Exercise aim: From the line that contains "Search for: white arrow road marking" to the last line of the entries, write each line out exactly; include both ends and nothing else.
*****
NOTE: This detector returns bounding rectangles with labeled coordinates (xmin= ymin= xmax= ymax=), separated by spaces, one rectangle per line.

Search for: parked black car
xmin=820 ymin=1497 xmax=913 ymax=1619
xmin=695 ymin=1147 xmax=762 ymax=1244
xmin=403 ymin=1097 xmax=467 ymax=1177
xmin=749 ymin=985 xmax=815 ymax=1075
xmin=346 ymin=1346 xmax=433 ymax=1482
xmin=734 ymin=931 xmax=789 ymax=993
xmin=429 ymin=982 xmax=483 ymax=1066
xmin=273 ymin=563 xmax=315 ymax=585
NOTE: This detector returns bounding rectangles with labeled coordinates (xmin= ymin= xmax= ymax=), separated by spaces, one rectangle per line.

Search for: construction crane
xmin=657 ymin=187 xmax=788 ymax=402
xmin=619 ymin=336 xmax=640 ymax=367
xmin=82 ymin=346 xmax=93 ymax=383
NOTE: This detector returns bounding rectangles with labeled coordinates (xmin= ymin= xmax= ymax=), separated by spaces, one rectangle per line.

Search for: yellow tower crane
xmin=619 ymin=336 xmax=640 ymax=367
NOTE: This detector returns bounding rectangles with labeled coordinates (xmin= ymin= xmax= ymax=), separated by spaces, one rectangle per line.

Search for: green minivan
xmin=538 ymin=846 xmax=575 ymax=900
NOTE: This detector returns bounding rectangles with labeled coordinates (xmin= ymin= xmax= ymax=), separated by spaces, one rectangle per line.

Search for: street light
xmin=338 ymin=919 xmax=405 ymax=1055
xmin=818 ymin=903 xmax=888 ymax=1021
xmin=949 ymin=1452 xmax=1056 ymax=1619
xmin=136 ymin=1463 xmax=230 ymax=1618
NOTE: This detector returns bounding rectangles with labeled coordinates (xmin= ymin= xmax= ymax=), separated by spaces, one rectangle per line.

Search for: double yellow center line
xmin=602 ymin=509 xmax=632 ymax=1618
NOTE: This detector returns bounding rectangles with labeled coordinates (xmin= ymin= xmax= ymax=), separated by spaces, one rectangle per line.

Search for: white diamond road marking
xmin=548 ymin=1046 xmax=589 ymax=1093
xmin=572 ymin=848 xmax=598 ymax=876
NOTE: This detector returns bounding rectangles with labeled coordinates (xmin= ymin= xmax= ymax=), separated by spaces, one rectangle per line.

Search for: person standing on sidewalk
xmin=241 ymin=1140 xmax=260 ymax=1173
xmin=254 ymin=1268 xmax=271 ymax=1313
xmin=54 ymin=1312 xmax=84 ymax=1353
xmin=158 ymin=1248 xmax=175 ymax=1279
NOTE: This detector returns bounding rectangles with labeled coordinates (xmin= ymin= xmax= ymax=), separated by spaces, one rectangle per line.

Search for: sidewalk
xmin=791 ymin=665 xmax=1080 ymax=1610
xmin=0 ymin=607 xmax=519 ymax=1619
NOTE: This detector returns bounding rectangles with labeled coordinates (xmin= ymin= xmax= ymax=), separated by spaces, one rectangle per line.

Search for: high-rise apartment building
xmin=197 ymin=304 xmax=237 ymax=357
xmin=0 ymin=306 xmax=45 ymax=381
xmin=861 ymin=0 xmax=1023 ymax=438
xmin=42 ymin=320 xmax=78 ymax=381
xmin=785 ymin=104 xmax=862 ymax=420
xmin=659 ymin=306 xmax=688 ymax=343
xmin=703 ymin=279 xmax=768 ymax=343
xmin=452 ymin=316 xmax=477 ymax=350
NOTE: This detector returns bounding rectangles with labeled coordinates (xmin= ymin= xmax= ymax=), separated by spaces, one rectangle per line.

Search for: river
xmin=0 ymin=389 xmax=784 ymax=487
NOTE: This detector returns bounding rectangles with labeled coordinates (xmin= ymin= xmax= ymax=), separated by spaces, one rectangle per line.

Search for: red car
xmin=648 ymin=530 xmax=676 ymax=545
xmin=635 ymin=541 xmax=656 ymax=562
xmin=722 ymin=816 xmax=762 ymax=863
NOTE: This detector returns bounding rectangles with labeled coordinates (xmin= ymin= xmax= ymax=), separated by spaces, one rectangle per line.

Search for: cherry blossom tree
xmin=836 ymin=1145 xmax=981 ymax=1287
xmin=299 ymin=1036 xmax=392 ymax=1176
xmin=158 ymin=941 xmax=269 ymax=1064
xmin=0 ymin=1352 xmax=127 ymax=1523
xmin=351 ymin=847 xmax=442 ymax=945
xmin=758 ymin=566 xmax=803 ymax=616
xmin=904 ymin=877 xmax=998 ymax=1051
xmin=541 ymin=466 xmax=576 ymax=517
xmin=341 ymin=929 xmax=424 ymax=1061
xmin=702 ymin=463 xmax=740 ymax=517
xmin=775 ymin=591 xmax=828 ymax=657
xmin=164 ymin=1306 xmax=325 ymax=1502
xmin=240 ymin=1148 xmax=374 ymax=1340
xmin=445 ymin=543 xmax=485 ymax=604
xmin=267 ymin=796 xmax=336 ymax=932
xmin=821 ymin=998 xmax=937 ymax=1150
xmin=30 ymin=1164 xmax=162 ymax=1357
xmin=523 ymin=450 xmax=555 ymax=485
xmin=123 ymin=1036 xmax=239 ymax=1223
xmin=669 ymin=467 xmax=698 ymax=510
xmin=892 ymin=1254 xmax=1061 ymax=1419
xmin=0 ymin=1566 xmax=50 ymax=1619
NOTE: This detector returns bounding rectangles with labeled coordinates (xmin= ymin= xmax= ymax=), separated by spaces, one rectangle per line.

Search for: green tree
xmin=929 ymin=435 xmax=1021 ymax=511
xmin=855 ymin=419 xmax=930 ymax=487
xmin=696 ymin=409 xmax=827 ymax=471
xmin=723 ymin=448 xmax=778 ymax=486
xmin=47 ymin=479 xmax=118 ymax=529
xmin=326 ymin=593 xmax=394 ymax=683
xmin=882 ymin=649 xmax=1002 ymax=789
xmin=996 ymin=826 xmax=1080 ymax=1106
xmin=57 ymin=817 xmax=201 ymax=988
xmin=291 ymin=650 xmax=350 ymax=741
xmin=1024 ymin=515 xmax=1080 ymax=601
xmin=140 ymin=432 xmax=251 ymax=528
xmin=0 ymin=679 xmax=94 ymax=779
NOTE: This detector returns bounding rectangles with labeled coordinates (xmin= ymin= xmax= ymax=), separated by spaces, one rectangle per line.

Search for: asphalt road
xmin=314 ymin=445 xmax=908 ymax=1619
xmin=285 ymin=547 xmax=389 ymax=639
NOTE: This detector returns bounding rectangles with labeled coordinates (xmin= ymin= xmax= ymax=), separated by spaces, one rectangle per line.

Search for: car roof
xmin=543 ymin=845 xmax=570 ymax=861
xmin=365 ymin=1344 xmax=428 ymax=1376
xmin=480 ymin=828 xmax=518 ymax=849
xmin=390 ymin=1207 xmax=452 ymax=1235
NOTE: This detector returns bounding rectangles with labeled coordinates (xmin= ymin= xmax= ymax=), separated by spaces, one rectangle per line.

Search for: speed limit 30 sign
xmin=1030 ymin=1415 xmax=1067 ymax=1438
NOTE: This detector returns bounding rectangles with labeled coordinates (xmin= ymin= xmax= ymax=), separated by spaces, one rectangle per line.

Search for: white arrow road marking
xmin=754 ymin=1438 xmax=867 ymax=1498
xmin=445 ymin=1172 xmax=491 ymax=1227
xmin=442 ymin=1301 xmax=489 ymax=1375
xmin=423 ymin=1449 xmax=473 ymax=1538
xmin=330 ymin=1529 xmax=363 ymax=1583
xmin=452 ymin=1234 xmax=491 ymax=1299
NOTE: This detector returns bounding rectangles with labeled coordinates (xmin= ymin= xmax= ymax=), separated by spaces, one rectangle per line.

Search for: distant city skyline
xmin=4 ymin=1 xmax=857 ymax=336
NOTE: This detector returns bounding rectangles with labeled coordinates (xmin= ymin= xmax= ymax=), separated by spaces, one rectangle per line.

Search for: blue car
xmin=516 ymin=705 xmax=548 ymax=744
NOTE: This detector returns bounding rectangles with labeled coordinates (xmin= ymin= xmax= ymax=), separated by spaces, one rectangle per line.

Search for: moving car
*****
Worked solution:
Search for: white arrow road marking
xmin=754 ymin=1438 xmax=867 ymax=1498
xmin=445 ymin=1172 xmax=491 ymax=1227
xmin=442 ymin=1301 xmax=489 ymax=1375
xmin=423 ymin=1449 xmax=473 ymax=1538
xmin=330 ymin=1529 xmax=363 ymax=1583
xmin=452 ymin=1234 xmax=491 ymax=1299
NOTE: This detector returns bounding rectangles with labeled coordinates (xmin= ymin= xmax= ymax=), separated by spaces, one rectangle per line.

Search for: distant city skyline
xmin=4 ymin=1 xmax=857 ymax=336
NOTE: This detector returns bounding rectangles with labeled coordinates (xmin= ymin= xmax= ymax=), separated by spaces, one rectangle per line.

Search for: blue car
xmin=516 ymin=705 xmax=548 ymax=744
NOTE: This detector returns bounding rectangles with labeled coordinates (xmin= ymin= xmax= ymax=), separated by spaces, one rectangle per line.

Search for: moving car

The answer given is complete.